▶ AIM OF THE EXERCISE
Go to the line that contains "Trace the outline of every instance of the person in" and extract it along with every line after it, exactly, through the end of the data below.

***

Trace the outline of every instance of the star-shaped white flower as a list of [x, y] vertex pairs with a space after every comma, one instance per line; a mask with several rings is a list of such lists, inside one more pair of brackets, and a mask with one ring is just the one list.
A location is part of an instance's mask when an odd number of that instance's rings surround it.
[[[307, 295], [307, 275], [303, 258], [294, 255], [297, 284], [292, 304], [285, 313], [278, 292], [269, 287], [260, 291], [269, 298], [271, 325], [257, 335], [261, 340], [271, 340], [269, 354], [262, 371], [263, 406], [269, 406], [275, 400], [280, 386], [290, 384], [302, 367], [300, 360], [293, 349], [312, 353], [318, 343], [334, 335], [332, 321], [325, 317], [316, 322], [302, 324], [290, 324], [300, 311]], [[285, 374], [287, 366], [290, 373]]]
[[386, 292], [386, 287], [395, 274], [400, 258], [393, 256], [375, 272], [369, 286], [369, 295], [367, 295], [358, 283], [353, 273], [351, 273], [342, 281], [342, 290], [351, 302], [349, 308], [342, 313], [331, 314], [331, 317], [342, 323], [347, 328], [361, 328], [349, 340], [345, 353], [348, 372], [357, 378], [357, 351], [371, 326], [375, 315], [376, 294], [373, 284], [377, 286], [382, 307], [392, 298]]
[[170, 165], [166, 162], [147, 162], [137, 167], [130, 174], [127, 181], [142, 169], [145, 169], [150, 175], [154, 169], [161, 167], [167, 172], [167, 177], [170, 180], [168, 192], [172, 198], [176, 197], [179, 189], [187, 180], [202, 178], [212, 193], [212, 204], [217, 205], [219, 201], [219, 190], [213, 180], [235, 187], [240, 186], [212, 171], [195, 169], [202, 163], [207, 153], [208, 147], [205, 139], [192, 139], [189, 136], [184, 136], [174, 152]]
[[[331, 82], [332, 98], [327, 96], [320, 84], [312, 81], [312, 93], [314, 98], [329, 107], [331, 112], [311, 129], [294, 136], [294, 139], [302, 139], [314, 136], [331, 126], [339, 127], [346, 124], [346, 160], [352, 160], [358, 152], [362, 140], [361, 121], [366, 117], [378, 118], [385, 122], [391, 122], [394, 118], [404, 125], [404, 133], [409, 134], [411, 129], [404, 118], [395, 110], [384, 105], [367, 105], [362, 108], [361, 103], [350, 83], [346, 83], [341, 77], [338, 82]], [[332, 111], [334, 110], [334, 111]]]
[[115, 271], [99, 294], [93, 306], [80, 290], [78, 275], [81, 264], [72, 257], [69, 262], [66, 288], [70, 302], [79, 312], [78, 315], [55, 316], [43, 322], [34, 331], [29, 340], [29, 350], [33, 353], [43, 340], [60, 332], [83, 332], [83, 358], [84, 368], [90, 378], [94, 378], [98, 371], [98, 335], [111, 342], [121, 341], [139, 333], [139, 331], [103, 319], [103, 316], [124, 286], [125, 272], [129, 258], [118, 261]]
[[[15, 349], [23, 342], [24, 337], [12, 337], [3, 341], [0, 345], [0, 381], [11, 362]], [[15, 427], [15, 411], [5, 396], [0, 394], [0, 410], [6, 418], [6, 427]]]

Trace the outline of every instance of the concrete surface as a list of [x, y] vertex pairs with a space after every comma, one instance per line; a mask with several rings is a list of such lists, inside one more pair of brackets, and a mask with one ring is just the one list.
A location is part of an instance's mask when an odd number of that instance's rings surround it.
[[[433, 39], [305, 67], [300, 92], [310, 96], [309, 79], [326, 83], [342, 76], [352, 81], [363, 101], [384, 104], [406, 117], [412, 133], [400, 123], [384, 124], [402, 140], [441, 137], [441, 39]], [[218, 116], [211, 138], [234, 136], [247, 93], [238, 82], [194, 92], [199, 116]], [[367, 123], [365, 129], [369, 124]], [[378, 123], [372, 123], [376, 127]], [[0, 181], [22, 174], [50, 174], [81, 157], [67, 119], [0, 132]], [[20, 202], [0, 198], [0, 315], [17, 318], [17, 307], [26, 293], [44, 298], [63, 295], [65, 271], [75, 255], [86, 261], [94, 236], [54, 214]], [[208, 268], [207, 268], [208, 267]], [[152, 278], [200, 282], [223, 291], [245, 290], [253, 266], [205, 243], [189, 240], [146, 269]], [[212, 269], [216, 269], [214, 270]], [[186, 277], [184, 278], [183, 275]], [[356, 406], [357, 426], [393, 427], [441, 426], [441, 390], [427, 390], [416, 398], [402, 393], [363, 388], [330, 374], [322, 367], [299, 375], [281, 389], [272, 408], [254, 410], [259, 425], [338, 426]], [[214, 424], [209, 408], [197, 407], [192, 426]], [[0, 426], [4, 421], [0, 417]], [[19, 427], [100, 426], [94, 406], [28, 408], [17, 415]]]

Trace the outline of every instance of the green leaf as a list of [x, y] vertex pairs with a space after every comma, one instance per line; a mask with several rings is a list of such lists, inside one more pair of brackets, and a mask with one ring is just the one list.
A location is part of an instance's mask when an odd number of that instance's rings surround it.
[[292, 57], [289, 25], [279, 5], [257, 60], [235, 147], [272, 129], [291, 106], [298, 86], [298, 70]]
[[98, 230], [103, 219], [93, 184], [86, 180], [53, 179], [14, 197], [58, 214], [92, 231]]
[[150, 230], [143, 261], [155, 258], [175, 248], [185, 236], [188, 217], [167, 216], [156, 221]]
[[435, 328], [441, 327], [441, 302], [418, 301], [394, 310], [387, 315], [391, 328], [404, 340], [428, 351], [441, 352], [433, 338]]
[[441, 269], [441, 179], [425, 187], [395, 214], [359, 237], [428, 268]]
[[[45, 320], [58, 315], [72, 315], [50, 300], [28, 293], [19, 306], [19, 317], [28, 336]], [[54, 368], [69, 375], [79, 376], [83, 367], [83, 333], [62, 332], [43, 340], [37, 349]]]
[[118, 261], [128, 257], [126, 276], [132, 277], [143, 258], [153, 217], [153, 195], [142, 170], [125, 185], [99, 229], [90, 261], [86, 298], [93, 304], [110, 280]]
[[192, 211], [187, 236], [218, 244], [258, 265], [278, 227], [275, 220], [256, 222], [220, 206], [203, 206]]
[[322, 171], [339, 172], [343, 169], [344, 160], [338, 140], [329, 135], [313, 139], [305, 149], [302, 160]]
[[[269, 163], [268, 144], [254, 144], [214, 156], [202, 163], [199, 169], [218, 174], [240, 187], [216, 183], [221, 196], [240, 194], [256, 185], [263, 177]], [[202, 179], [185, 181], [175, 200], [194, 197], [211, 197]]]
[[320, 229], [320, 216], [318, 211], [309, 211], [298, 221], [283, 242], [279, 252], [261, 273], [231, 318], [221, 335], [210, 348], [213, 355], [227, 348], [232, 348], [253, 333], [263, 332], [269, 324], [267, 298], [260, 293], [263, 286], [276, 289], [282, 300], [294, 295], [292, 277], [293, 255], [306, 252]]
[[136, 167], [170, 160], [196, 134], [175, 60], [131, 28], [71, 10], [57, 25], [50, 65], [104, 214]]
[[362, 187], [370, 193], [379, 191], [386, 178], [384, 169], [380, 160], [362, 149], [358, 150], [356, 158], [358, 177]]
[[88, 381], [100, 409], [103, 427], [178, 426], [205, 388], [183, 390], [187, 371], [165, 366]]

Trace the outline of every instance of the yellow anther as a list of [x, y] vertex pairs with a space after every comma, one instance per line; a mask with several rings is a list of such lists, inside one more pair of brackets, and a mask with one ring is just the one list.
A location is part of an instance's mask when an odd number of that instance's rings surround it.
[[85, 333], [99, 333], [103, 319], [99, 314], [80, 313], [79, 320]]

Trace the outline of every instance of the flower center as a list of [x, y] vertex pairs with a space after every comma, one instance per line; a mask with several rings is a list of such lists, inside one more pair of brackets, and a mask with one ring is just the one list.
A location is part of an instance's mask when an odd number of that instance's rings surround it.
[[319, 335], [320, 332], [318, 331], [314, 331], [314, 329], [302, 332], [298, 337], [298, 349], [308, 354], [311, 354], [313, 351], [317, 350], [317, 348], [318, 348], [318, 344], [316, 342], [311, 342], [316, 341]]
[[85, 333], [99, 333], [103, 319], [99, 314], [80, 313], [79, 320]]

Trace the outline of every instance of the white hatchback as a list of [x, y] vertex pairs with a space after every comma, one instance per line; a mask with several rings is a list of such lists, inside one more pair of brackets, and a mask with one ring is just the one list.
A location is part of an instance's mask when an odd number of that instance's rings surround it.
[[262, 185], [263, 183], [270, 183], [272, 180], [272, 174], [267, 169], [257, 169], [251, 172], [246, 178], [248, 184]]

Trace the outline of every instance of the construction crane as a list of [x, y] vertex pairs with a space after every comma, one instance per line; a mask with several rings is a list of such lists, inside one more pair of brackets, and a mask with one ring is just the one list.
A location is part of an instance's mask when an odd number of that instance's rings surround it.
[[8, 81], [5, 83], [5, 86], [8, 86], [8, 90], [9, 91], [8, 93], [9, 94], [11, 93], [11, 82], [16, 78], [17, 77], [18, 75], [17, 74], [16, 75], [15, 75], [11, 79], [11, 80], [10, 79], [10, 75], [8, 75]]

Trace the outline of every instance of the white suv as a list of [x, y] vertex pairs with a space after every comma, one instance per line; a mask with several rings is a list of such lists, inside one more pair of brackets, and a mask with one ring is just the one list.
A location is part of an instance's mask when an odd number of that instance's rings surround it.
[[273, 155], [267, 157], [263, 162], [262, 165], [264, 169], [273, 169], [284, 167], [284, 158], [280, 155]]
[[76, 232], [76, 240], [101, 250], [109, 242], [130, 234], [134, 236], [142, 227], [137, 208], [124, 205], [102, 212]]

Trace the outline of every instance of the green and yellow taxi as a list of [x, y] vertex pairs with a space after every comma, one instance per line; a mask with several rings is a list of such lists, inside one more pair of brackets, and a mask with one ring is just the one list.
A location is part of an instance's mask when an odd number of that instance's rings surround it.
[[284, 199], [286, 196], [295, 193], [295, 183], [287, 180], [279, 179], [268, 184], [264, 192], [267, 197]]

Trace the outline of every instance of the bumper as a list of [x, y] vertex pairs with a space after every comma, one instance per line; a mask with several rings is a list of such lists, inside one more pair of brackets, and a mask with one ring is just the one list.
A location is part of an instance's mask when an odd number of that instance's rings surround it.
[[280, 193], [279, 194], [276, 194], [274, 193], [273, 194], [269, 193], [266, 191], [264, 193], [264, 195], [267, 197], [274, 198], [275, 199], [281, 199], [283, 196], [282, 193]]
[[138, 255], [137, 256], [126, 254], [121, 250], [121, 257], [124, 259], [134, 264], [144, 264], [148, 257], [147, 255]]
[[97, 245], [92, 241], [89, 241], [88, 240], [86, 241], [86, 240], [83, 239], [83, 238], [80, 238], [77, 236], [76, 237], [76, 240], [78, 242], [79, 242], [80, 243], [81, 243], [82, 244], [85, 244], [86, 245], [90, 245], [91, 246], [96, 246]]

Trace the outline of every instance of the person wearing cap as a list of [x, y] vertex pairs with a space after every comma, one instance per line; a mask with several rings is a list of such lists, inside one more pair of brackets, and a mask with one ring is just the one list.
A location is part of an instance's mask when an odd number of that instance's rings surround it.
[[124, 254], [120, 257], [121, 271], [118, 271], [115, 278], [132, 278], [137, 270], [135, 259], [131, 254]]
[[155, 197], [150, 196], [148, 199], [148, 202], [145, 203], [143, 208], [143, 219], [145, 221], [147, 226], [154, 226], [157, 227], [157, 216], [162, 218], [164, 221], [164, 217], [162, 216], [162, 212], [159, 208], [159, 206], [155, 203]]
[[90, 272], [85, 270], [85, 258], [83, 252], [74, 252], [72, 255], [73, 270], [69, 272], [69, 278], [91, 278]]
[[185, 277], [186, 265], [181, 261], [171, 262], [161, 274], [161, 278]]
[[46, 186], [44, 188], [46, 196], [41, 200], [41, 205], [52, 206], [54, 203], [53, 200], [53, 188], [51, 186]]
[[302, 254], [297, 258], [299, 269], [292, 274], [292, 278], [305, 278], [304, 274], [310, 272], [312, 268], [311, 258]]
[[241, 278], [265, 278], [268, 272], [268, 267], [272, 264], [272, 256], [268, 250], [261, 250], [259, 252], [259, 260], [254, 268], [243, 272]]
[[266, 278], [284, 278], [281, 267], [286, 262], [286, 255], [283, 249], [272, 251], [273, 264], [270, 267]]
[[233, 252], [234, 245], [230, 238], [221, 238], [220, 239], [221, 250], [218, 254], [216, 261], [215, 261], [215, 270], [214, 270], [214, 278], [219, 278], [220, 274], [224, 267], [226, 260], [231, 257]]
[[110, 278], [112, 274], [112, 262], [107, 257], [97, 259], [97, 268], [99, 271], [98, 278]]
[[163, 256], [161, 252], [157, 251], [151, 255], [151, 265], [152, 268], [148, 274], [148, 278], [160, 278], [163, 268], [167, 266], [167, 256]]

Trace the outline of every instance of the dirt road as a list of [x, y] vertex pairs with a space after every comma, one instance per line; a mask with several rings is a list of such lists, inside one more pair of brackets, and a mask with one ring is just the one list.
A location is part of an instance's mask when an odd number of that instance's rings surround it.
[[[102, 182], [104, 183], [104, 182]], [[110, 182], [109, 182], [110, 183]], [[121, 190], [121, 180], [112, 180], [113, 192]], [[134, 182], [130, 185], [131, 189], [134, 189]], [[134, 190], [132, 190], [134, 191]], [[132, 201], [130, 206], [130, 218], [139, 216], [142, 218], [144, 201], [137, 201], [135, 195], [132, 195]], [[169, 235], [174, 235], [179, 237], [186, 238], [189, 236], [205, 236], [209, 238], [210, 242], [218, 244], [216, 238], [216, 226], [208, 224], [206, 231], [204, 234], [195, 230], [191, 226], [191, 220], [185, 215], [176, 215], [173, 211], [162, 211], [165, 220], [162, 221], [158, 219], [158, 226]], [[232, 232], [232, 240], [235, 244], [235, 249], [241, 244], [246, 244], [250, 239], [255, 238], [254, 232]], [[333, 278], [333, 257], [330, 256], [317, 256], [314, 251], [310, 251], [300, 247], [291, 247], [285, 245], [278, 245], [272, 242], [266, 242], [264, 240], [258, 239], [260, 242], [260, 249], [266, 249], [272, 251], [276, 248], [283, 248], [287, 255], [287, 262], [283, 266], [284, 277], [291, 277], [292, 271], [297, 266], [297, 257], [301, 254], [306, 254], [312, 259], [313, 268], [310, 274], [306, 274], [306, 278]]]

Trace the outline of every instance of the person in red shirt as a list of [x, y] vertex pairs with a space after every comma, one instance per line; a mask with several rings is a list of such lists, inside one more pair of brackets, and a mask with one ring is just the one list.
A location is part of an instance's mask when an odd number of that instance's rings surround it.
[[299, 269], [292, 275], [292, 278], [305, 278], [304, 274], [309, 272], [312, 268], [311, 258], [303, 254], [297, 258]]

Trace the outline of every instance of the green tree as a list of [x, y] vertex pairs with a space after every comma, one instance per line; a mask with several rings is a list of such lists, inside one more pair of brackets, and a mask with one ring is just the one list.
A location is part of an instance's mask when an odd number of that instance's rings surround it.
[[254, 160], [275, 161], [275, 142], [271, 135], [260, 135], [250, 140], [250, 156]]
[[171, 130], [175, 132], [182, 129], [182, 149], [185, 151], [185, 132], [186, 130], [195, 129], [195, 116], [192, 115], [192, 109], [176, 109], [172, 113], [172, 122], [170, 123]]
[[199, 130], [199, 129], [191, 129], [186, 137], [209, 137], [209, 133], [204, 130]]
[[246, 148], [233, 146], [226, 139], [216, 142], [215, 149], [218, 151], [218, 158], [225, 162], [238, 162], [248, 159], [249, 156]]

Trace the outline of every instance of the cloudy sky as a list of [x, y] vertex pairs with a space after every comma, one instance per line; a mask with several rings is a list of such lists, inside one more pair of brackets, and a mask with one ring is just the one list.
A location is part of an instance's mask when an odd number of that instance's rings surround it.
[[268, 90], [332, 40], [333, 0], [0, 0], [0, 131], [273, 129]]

***

▶ SOLUTION TO THIS EXERCISE
Trace the outline of every instance of the person in red shirt as a list of [x, y] vertex pairs with a space after every comma, one instance per line; a mask with several rings is a list of such lists, inside one more pair of brackets, and a mask with one ring is just the one list.
A location is part of an instance's mask when an odd number of that instance's rings surround it.
[[299, 269], [292, 275], [292, 278], [305, 278], [304, 274], [309, 272], [312, 268], [311, 258], [303, 254], [297, 258]]

Trace the outline of every instance of the green tree as a list of [x, y] vertex pairs with a space after every comma, one instance per line; a mask with several rings is a list of such lists, inside one more pair of brackets, and a mask with one ring is just the one list.
A location is part of an instance's mask when an odd number of that instance's rings surround it.
[[254, 160], [275, 161], [275, 142], [271, 135], [260, 135], [250, 140], [250, 156]]
[[171, 130], [175, 132], [182, 129], [182, 149], [185, 151], [185, 132], [186, 130], [195, 129], [195, 116], [192, 115], [192, 109], [176, 109], [172, 113], [172, 122], [170, 123]]
[[199, 130], [199, 129], [191, 129], [186, 137], [209, 137], [209, 133], [204, 130]]
[[246, 148], [233, 146], [226, 139], [216, 142], [215, 149], [218, 151], [218, 158], [225, 162], [238, 162], [248, 159], [249, 156]]

Trace the outline of every instance of the cloudy sky as a list of [x, y] vertex pairs with a space after every comma, one instance per line; a mask with several rings is a list of such lists, inside one more pair of brackets, and a mask with one ring is just the one list.
A location is part of an instance's mask when an odd number of that instance's rings surround it.
[[268, 90], [332, 40], [333, 0], [0, 0], [0, 131], [273, 129]]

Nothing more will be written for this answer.